> WHAT YOU SHOULD DO
Reproduce the listing that follows with no differences at all.

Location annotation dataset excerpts
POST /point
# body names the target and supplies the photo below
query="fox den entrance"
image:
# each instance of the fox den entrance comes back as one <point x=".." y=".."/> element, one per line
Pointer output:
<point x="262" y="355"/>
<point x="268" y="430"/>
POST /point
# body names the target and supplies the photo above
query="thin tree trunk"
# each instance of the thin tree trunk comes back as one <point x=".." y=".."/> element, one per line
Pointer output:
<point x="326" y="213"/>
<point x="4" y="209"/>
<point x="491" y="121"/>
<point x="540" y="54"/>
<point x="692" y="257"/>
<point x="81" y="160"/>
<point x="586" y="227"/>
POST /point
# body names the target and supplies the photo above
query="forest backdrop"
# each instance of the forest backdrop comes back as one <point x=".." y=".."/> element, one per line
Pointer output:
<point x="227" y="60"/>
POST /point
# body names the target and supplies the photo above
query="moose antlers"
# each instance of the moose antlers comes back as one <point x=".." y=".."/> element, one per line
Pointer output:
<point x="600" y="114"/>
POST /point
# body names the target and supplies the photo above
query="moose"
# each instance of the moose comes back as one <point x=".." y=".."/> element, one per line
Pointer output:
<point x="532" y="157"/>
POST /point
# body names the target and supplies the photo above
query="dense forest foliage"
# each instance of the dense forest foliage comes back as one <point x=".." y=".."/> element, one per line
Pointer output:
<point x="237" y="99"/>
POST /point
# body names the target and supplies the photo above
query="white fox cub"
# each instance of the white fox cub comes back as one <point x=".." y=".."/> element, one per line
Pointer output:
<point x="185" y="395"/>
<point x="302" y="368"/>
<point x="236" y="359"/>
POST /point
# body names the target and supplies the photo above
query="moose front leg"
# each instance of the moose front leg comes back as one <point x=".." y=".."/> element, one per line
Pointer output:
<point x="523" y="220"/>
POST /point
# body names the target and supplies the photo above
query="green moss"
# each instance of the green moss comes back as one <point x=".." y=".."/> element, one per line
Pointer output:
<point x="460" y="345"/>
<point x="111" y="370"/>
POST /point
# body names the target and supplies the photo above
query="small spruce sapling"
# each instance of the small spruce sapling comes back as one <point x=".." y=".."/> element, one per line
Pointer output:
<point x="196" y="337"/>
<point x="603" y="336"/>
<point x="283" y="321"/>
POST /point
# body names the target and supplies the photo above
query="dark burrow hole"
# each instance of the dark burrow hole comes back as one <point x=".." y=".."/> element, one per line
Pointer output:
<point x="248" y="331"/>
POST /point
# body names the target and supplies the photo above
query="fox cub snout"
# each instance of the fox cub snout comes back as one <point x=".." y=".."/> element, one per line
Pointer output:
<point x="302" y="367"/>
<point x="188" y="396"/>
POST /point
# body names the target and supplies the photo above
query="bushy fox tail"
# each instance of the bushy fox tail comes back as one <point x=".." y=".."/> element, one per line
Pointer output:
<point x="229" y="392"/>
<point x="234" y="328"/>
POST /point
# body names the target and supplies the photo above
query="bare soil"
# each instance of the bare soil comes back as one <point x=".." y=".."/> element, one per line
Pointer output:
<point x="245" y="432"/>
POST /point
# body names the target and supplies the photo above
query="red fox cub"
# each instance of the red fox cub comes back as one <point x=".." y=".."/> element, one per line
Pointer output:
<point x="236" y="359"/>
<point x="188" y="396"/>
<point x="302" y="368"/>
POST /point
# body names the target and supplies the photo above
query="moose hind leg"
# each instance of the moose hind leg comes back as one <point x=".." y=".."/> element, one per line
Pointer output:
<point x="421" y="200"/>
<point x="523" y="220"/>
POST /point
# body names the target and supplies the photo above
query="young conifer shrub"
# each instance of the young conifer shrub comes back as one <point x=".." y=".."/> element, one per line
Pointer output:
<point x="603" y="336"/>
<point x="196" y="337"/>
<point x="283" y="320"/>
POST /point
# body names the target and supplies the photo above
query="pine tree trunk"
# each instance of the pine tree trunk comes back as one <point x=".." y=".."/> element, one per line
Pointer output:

> TASK RESPONSE
POST /point
# body names the target and supplies the photo below
query="fox den entrance"
image:
# each instance of the fox den entrance comes back as one <point x=".." y=".."/> element, one per line
Pointer output:
<point x="262" y="355"/>
<point x="268" y="430"/>
POST /point
# body names the target and supplies the photo above
query="thin tree trunk"
# each instance of the thin tree trunk comes back as one <point x=".." y=".."/> element, one per line
Pointer output:
<point x="326" y="213"/>
<point x="4" y="209"/>
<point x="491" y="121"/>
<point x="540" y="54"/>
<point x="692" y="257"/>
<point x="81" y="160"/>
<point x="586" y="227"/>
POST /point
# body names the target and supplies the photo above
query="forest backdrop"
# each instance of the forest backdrop comes back as one <point x=".." y=".."/> element, one per line
Pointer output:
<point x="227" y="60"/>
POST /point
# body names the target and supplies the photo above
query="moose antlers"
# each instance of the moose antlers comes back as one <point x=".." y=".."/> element, one per line
Pointer output:
<point x="600" y="114"/>
POST /point
# body names the target and supplies the photo above
query="moose"
# each instance of the moose comes back as one <point x=".." y=".."/> element, one per line
Pointer output:
<point x="532" y="157"/>
POST /point
# body names the target and supplies the photo above
query="dense forest foliage"
# each instance of the dense forest foliage comes back as one <point x=".." y=".."/> element, one per line
Pointer output:
<point x="237" y="99"/>
POST /point
# body names the target and supplies the photo above
query="white fox cub"
# each instance of the white fox cub comes back as one <point x=".." y=".."/> element, one per line
Pointer output:
<point x="185" y="395"/>
<point x="302" y="368"/>
<point x="236" y="359"/>
POST /point
# body names the target and supplies the photo above
query="moose front leg"
# each instance of the moose front leg comes back as one <point x=".." y=".."/> element, one per line
Pointer output:
<point x="523" y="220"/>
POST /point
# body names the target and supplies the photo above
query="green moss"
# each instance of the green moss comes back as one <point x=".." y=".."/> element, one per line
Pointer output:
<point x="460" y="345"/>
<point x="111" y="370"/>
POST /point
# body names the target and supplies the photo above
query="small spruce sapling"
# each instance of the small spruce sapling comes back as one <point x=".." y=".."/> element, one per line
Pointer output:
<point x="196" y="337"/>
<point x="603" y="336"/>
<point x="283" y="321"/>
POST /point
# body names the target and supplies the photo above
query="dark burrow hole"
# each instance of the dark burrow hole comes back as one <point x=".." y=".."/> element, one per line
Pointer output:
<point x="248" y="331"/>
POST /point
# body names the target and supplies the photo above
query="fox cub snout"
# each instance of the fox cub snout comes back as one <point x=".." y=".."/> element, one per line
Pointer output:
<point x="302" y="367"/>
<point x="188" y="396"/>
POST /point
# body names the target and supplies the photo above
query="bushy fox tail"
# each instance of the bushy fox tail comes back as one <point x=".." y=".."/> element, one per line
Pointer output:
<point x="229" y="392"/>
<point x="234" y="328"/>
POST /point
# body names the target and supplies the photo above
query="bare soil"
# each instance of the bare soil comes back as one <point x=".." y=".."/> element, one per line
Pointer output:
<point x="245" y="432"/>
POST /point
# body names the target and supplies the photo above
query="red fox cub"
# each instance of the red fox cub comes back as one <point x=".." y=".."/> element, one per line
Pointer output:
<point x="236" y="359"/>
<point x="188" y="396"/>
<point x="302" y="368"/>
POST /point
# body names the target and supplies the photo above
query="moose hind leg"
# each instance of the moose hind leg comes back as one <point x=".." y=".."/> element, one per line
Pointer output:
<point x="421" y="200"/>
<point x="523" y="220"/>
POST /point
# body names the target and supplies the photo above
query="young conifer shrub"
# each instance of the young conifer shrub comes back as one <point x=".." y=".."/> element, one per line
Pointer output:
<point x="603" y="336"/>
<point x="196" y="337"/>
<point x="283" y="320"/>
POST /point
# body names the target and supplies the photo above
query="pine tree trunk"
# each instance of the pine tree trunk comes back as one <point x=".." y=".."/> element, one per line
Pointer output:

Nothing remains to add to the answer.